● INSTRUCTIONS
A - Answer these from the excerpt comparing quicksort and heapsort:
(i) About how many comparisons does heapsort do on average?
(ii) In the cache example, how many integers does a 64-byte cache line hold?
(iii) On what input does quicksort's O(n²) worst case occur?
B - In the excerpt comparing quicksort and heapsort, reproduce the passage that begins with the words "Average case: Quicksort" and ends after "at depth > 3.".

● EXCERPT PROVIDED
* * * *

Average case: Quicksort does ~1.39n log n comparisons on average. Heapsort does ~2n log n (each heapify call compares two children per level). Quicksort is ~30% fewer comparisons.

Cache behavior: Quicksort's partition scan touches elements sequentially — the CPU prefetcher loves this. Heapsort's parent-child access pattern jumps by factors of 2 in the array — terrible for caches. On a 64-byte cache line holding 8 integers, quicksort's sequential scan gets 8 values per cache load. Heapsort might load a new cache line for every comparison at depth > 3.

Worst case: Quicksort's O(n²) worst case occurs on already-sorted input with naive pivot selection. Random pivot or median-of-three mitigates this but does not eliminate it. Heapsort is always O(n log n).

* * * *

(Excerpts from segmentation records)
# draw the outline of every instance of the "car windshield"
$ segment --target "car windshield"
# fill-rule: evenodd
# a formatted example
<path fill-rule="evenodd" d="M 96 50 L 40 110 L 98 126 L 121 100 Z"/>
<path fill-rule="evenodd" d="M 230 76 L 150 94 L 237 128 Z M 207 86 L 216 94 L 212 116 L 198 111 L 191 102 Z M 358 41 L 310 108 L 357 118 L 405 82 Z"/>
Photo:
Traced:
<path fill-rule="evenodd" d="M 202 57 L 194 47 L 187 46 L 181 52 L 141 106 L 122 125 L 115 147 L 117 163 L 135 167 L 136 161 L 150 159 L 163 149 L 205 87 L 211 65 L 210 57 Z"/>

* * * *

● TASK-BY-TASK RESULTS
A -
(i) About 2n log n.
(ii) 8 integers.
(iii) Already-sorted input with naive pivot selection.

B -
Average case: Quicksort does ~1.39n log n comparisons on average. Heapsort does ~2n log n (each heapify call compares two children per level). Quicksort is ~30% fewer comparisons.

Cache behavior: Quicksort's partition scan touches elements sequentially — the CPU prefetcher loves this. Heapsort's parent-child access pattern jumps by factors of 2 in the array — terrible for caches. On a 64-byte cache line holding 8 integers, quicksort's sequential scan gets 8 values per cache load. Heapsort might load a new cache line for every comparison at depth > 3.